> [Task instructions]: Write out the passage from the notes on initializing the multispecies model, starting at "While there are" and ending at "the same anyway.".

> [Reading passage]:
_ _ _ _ _ _ _

The next step is reading in single species model outputs to initialize the multispeces model. We need to think about whether we want to simulate this whole process, and if not, how best to initialize the multispecies model. Or perhaps it is the same input data no matter what.

Things to confirm for generating data:

  1. MS-SCAA fits to only one survey index per year for each species? No! there are multiple surveys–get number below
    • If so pick fall simulated data to include NOBA mackerel. Note that each survey gets different ages of NOBA blue whiting.
    • If not how to input multiple survey time series? also different recruitment-to-survey parameters for each
#Number of trawl survey datasets
nFIC <- length(unique(mskeyrun::simSurveyIndex$survey)) #WARNING not safe for multiple surveys in the dataset

While there are multiple surveys, the survey age at first recruitment is dimensioned only per species, not survey, so if they are different we will need to make a decision which survey data to use. In the initial dataset there is no survey selectivity so they are the same anyway.

_ _ _ _ _ _ _

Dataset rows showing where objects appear
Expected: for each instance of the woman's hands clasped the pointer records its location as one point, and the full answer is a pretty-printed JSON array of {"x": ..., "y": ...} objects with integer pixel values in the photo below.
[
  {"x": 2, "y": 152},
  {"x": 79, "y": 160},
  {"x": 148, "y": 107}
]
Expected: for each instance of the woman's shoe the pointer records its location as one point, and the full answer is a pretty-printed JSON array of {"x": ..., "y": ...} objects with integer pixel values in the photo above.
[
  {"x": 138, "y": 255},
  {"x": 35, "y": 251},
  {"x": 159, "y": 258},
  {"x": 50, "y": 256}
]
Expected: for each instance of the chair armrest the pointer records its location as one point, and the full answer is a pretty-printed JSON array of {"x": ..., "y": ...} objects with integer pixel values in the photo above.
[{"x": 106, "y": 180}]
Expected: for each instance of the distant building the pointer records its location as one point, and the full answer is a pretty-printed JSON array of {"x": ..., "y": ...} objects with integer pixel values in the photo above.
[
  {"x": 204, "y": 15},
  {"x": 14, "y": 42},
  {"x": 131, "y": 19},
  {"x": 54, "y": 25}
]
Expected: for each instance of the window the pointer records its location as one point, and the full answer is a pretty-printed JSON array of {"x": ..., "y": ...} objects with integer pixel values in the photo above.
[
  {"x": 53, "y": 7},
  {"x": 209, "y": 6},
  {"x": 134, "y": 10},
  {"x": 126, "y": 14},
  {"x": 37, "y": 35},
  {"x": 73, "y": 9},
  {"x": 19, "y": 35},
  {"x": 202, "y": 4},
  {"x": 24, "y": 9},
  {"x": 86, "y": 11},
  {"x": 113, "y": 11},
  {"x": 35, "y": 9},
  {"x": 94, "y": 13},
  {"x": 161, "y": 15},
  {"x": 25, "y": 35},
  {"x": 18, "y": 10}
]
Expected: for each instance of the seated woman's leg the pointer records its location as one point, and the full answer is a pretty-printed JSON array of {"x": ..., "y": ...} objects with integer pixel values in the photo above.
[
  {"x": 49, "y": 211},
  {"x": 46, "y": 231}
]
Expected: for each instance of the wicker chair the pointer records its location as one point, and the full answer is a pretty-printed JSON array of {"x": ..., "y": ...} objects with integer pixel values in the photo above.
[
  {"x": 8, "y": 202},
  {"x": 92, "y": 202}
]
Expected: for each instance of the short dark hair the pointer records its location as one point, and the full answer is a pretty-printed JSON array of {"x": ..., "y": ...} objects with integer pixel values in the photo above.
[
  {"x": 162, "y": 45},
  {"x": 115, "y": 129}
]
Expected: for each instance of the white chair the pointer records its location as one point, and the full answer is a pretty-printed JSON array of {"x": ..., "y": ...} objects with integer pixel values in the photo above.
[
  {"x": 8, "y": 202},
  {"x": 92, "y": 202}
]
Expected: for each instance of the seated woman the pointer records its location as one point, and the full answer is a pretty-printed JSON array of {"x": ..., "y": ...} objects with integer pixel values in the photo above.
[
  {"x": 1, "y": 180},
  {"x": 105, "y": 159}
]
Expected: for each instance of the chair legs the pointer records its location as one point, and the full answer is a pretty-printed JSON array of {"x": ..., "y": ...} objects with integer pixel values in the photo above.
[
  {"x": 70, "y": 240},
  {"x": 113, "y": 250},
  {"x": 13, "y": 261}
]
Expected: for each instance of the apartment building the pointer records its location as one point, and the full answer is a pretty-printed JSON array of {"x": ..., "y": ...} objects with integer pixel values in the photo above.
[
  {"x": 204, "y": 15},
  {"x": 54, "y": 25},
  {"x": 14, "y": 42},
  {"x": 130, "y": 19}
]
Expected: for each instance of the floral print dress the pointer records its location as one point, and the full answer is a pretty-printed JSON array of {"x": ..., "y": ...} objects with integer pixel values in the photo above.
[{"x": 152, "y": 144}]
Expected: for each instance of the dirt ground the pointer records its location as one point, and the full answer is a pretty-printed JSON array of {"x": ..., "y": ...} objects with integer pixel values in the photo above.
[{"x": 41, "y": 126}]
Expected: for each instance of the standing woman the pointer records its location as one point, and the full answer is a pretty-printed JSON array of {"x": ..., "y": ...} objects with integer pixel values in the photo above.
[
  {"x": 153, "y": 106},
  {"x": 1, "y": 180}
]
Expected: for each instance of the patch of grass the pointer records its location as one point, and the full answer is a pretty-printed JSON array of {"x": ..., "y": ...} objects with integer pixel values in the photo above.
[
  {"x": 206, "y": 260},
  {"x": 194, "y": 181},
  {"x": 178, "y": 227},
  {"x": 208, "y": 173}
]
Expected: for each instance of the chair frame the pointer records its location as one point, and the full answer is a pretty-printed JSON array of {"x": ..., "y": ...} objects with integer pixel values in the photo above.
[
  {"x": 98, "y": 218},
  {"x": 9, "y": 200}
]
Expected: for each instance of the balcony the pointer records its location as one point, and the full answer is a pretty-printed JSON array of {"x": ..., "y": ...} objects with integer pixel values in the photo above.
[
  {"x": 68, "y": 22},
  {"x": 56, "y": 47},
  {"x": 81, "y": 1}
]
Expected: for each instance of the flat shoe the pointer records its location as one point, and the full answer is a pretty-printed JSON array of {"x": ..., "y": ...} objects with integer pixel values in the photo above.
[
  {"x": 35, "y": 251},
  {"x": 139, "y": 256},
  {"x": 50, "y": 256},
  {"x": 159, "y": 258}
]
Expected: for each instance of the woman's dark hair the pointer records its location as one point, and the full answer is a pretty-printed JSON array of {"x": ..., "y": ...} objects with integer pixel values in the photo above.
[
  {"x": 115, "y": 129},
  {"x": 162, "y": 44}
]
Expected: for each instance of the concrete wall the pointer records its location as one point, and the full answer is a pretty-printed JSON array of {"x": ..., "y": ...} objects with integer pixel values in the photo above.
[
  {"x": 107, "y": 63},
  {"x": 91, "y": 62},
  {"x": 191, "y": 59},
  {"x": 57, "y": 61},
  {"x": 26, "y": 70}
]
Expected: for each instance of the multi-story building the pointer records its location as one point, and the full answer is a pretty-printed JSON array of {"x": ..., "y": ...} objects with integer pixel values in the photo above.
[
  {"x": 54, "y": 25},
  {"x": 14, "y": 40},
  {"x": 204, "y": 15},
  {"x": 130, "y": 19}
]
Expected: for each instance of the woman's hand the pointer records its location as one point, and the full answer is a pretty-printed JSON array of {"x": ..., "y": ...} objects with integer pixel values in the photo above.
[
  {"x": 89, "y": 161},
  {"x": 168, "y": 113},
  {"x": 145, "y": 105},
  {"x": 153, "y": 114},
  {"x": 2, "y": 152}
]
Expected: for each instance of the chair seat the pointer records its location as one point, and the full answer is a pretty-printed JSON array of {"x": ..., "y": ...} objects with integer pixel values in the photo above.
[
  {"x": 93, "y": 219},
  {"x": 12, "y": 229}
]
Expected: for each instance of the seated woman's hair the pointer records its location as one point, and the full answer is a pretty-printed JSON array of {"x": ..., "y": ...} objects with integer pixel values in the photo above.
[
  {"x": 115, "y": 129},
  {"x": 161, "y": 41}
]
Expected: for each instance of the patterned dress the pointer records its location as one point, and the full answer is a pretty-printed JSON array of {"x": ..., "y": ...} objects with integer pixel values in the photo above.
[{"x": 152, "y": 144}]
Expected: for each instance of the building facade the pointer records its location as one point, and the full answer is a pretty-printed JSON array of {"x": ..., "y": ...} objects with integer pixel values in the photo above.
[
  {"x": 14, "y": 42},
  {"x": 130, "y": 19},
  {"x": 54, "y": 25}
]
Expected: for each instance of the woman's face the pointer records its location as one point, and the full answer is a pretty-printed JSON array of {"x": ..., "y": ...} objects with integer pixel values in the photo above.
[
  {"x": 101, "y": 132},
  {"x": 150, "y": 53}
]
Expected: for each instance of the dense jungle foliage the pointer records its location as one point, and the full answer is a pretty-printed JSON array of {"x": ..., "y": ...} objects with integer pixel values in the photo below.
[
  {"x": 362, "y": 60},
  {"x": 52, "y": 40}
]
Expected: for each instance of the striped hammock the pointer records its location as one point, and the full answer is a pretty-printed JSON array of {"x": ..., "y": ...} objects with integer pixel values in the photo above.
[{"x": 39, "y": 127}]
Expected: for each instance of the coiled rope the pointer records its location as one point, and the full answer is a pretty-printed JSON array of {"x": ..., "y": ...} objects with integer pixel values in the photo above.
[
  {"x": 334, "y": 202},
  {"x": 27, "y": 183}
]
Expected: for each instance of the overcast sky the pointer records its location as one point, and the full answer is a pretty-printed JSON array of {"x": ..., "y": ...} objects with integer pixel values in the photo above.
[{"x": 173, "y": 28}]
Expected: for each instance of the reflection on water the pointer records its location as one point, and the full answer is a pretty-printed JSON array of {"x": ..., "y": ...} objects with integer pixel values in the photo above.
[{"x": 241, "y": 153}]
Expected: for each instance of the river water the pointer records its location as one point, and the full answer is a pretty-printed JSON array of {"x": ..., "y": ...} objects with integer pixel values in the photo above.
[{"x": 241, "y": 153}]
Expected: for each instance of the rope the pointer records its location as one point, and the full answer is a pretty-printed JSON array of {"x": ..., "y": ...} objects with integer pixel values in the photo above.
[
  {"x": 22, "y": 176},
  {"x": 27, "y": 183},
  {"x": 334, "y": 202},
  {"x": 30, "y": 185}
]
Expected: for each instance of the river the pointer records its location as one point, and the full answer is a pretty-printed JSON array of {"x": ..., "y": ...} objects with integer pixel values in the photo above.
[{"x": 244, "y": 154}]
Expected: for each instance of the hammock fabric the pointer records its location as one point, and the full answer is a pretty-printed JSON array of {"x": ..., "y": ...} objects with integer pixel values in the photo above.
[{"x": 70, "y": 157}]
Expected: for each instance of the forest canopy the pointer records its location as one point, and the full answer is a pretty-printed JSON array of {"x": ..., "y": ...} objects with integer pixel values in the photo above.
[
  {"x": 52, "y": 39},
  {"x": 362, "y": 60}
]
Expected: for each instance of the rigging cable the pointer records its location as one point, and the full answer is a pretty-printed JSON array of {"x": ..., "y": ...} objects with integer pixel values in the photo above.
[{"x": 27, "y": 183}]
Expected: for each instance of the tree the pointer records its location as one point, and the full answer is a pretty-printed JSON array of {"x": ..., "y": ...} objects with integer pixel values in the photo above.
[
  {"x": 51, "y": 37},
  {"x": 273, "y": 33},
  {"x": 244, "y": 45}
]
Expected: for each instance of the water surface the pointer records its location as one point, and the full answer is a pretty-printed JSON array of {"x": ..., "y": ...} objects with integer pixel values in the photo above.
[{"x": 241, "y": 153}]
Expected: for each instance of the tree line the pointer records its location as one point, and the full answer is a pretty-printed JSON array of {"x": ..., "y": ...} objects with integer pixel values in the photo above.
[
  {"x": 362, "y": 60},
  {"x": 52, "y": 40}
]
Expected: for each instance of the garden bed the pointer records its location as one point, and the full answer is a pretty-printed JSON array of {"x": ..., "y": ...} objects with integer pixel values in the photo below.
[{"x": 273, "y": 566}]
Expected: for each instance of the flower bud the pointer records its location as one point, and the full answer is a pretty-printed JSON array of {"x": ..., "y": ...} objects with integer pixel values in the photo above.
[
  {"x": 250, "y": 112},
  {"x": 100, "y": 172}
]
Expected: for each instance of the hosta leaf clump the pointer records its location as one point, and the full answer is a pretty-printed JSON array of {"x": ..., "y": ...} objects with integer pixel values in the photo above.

_ _ _ _ _ _ _

> [Task result]:
While there are multiple surveys, the survey age at first recruitment is dimensioned only per species, not survey, so if they are different we will need to make a decision which survey data to use. In the initial dataset there is no survey selectivity so they are the same anyway.